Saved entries

--------------------

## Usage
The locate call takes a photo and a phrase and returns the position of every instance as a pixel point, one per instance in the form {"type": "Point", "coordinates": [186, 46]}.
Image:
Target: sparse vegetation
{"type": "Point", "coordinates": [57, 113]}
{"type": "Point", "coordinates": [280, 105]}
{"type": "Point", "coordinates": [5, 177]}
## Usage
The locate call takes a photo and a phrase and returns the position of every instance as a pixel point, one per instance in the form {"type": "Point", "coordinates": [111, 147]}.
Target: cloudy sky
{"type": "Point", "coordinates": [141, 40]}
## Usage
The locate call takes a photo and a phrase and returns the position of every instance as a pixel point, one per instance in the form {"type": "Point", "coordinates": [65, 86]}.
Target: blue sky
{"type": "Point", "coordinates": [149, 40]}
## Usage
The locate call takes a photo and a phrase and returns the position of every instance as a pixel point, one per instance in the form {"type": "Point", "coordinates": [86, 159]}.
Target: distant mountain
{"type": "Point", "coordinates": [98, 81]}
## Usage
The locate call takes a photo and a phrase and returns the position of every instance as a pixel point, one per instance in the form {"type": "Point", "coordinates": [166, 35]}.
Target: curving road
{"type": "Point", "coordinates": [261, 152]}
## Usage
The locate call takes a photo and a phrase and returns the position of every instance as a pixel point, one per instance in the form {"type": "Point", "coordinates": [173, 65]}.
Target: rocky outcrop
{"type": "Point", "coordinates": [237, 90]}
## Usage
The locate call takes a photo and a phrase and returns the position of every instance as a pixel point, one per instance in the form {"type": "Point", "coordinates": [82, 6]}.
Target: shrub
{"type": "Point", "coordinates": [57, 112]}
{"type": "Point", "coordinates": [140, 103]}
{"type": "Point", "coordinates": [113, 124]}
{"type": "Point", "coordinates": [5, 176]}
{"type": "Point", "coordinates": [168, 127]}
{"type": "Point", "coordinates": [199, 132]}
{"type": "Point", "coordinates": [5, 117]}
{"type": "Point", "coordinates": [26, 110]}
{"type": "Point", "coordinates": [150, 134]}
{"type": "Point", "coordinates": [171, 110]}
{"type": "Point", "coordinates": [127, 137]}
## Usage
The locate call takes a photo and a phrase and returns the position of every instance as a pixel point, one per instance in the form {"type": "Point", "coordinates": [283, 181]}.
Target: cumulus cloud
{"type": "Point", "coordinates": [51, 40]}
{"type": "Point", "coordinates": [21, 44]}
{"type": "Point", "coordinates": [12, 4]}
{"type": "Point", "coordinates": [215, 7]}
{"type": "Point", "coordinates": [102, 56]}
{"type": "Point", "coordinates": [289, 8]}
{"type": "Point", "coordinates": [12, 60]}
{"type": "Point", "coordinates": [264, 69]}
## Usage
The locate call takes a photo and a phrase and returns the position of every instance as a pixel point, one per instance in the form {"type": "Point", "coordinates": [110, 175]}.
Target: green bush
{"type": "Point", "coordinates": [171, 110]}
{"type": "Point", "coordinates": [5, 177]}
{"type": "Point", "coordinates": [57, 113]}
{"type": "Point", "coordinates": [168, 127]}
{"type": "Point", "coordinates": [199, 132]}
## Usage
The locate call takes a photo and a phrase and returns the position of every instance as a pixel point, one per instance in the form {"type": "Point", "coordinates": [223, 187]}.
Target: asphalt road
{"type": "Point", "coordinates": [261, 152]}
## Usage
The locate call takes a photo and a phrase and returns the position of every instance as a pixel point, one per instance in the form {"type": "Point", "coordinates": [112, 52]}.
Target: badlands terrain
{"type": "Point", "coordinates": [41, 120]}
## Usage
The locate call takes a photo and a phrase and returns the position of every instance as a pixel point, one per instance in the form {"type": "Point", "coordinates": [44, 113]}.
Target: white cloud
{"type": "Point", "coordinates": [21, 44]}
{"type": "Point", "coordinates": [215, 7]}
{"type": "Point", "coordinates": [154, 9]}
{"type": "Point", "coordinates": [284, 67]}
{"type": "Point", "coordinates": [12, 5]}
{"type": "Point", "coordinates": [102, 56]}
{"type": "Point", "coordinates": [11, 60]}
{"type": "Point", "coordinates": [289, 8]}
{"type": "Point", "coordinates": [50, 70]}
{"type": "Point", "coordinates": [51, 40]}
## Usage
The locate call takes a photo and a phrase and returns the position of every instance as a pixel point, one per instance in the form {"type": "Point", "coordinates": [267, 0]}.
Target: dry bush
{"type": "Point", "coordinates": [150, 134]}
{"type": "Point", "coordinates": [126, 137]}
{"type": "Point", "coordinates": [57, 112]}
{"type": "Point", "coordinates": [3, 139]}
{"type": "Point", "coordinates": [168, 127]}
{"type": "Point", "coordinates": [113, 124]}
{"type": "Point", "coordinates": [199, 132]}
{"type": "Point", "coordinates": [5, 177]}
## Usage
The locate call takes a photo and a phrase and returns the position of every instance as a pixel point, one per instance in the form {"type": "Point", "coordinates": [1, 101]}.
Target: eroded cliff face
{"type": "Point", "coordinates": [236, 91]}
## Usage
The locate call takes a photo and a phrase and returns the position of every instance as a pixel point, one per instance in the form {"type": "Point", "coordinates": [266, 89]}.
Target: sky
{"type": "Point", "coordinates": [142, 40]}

--------------------

WORK ORDER> Every record must be repeated precisely and in full.

FINISHED EXERCISE>
## Usage
The locate call takes a photo and a phrase and returns the position of every instance as a pixel point, one per instance in the form {"type": "Point", "coordinates": [186, 46]}.
Image:
Target: sparse vegetation
{"type": "Point", "coordinates": [57, 113]}
{"type": "Point", "coordinates": [280, 105]}
{"type": "Point", "coordinates": [5, 177]}
## Usage
The locate call takes a photo and a phrase and returns the position of every instance as a pixel point, one per instance in the form {"type": "Point", "coordinates": [111, 147]}.
Target: cloudy sky
{"type": "Point", "coordinates": [141, 40]}
## Usage
The locate call takes a photo and a phrase and returns the position of every instance as a pixel point, one per instance in the form {"type": "Point", "coordinates": [65, 86]}.
Target: blue sky
{"type": "Point", "coordinates": [149, 40]}
## Usage
The locate call takes a photo and a phrase and returns the position of every instance as a pixel point, one per instance in the form {"type": "Point", "coordinates": [86, 159]}.
Target: distant mountain
{"type": "Point", "coordinates": [98, 81]}
## Usage
The locate call takes a photo and a phrase and returns the position of every instance as a pixel point, one per instance in the form {"type": "Point", "coordinates": [166, 35]}.
Target: curving road
{"type": "Point", "coordinates": [261, 152]}
## Usage
The locate call takes a photo and a phrase and returns the position of every instance as a pixel point, one per instance in the form {"type": "Point", "coordinates": [173, 65]}.
Target: rocky outcrop
{"type": "Point", "coordinates": [237, 90]}
## Usage
The locate call takes a photo and a phrase and returns the position of every instance as a pixel point, one per instance in the form {"type": "Point", "coordinates": [82, 6]}.
Target: shrub
{"type": "Point", "coordinates": [57, 112]}
{"type": "Point", "coordinates": [140, 103]}
{"type": "Point", "coordinates": [113, 124]}
{"type": "Point", "coordinates": [5, 176]}
{"type": "Point", "coordinates": [168, 127]}
{"type": "Point", "coordinates": [199, 132]}
{"type": "Point", "coordinates": [5, 117]}
{"type": "Point", "coordinates": [26, 110]}
{"type": "Point", "coordinates": [150, 134]}
{"type": "Point", "coordinates": [171, 110]}
{"type": "Point", "coordinates": [127, 137]}
## Usage
The locate call takes a photo and a phrase and returns the position of every instance as a pixel point, one per instance in the form {"type": "Point", "coordinates": [283, 181]}.
Target: cumulus cloud
{"type": "Point", "coordinates": [51, 40]}
{"type": "Point", "coordinates": [21, 44]}
{"type": "Point", "coordinates": [12, 4]}
{"type": "Point", "coordinates": [215, 7]}
{"type": "Point", "coordinates": [102, 56]}
{"type": "Point", "coordinates": [289, 8]}
{"type": "Point", "coordinates": [12, 60]}
{"type": "Point", "coordinates": [264, 69]}
## Usage
The locate call takes a photo and a phrase and returns the position of every instance as a pixel point, one per instance in the form {"type": "Point", "coordinates": [110, 175]}.
Target: green bush
{"type": "Point", "coordinates": [171, 110]}
{"type": "Point", "coordinates": [5, 177]}
{"type": "Point", "coordinates": [57, 113]}
{"type": "Point", "coordinates": [168, 127]}
{"type": "Point", "coordinates": [199, 132]}
## Usage
The locate call takes a photo and a phrase and returns the position of every instance as a pixel point, one per instance in the form {"type": "Point", "coordinates": [223, 187]}.
Target: asphalt road
{"type": "Point", "coordinates": [261, 152]}
## Usage
The locate call takes a photo and a phrase and returns the position of every instance as a pixel point, one per instance in the form {"type": "Point", "coordinates": [112, 52]}.
Target: badlands terrain
{"type": "Point", "coordinates": [41, 120]}
## Usage
The locate call takes a photo and a phrase and returns the position of every instance as a pixel point, one per instance in the form {"type": "Point", "coordinates": [44, 113]}.
Target: white cloud
{"type": "Point", "coordinates": [21, 44]}
{"type": "Point", "coordinates": [215, 7]}
{"type": "Point", "coordinates": [154, 9]}
{"type": "Point", "coordinates": [284, 67]}
{"type": "Point", "coordinates": [12, 5]}
{"type": "Point", "coordinates": [102, 56]}
{"type": "Point", "coordinates": [11, 60]}
{"type": "Point", "coordinates": [289, 8]}
{"type": "Point", "coordinates": [50, 70]}
{"type": "Point", "coordinates": [51, 40]}
## Usage
The locate call takes a photo and a phrase and returns the position of every instance as a pixel point, one per instance in the form {"type": "Point", "coordinates": [267, 0]}.
Target: dry bush
{"type": "Point", "coordinates": [150, 134]}
{"type": "Point", "coordinates": [126, 137]}
{"type": "Point", "coordinates": [57, 112]}
{"type": "Point", "coordinates": [3, 139]}
{"type": "Point", "coordinates": [168, 127]}
{"type": "Point", "coordinates": [113, 124]}
{"type": "Point", "coordinates": [199, 132]}
{"type": "Point", "coordinates": [5, 177]}
## Usage
The locate call takes a photo and a phrase and returns the position of every instance as a pixel point, one per instance in the form {"type": "Point", "coordinates": [1, 101]}.
Target: eroded cliff face
{"type": "Point", "coordinates": [236, 91]}
## Usage
The locate call takes a photo and a phrase and returns the position of every instance as a pixel point, one per instance in the form {"type": "Point", "coordinates": [266, 89]}.
Target: sky
{"type": "Point", "coordinates": [142, 40]}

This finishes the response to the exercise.